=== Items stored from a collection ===
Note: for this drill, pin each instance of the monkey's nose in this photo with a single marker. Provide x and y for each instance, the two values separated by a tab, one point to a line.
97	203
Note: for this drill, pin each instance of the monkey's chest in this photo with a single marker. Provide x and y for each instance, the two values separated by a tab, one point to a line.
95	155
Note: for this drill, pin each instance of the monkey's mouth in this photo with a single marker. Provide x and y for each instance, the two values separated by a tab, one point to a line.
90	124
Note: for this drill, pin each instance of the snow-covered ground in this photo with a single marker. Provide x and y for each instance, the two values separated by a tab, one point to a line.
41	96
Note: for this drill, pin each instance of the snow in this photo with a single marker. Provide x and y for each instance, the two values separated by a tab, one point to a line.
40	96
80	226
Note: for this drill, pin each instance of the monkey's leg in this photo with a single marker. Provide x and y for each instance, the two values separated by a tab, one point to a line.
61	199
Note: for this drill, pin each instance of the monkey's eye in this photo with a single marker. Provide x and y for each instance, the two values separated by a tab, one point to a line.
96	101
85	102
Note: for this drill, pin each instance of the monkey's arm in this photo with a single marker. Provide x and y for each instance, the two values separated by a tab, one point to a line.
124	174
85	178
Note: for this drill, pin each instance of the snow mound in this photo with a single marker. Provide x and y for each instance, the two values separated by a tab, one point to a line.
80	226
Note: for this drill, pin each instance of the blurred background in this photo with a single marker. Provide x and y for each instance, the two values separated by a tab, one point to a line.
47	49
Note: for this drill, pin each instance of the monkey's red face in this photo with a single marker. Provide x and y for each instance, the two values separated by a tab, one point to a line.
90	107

=== Your objective ===
Set out every line of all the items above as a numbered list, omitting any blank lines.

=== Solution below ===
1. Note: for this drill, pin each instance of the monkey's nose in this photo with a single marker. Provide x and y for each instance, the two values separated by a tab, one point to a line.
2. 97	203
3. Note: for this drill, pin each instance of the monkey's chest in this photo with a single marker. Provide x and y for each instance, the two values separated by a tab, one point to a line.
4. 95	155
5. Note: for this drill, pin each instance of the monkey's mouth in this photo with a single marker. Provide x and y for each instance, the two values separated by a tab, one point to a line.
6. 90	124
7. Note: for this drill, pin each instance of the snow-covered ground in this photo with a single marker. Provide x and y for each instance, the two values separated by a tab, one point to a line.
8. 41	96
9. Note: for this drill, pin each instance of the snow in this photo with a single marker. Provide x and y for each instance, the two values separated by a tab, one point to a line.
10. 40	96
11. 80	226
12. Note: for this drill, pin each instance of the monkey's leg in this photo with a single marker. Provide x and y for each instance, the two values separated by a tab, one point to a line.
13. 61	199
14. Note: for this drill, pin each instance of the monkey's eye in this photo with a single marker. Provide x and y for each instance, the two values separated by a tab, one point to a line.
15. 96	101
16. 85	102
17. Note: for this drill, pin each instance of the monkey's arm in this photo with a single marker. Provide x and y for each instance, the two values separated by a tab, one point to a line.
18. 124	174
19. 85	178
20. Note: for this drill, pin each instance of the snow mound in this photo with a single marker. Provide x and y for each instance, the two values separated by a tab, one point to a line.
21. 80	226
22. Note: for this drill, pin each instance of the blurred background in this photo with a single marker. Provide x and y for each instance, the two values separated by a tab, one point to a line.
23. 47	49
24. Note: for this drill, pin each instance of the monkey's red face in this photo with a single marker. Provide x and y for each instance, the two values separated by a tab, one point to a line.
25. 90	107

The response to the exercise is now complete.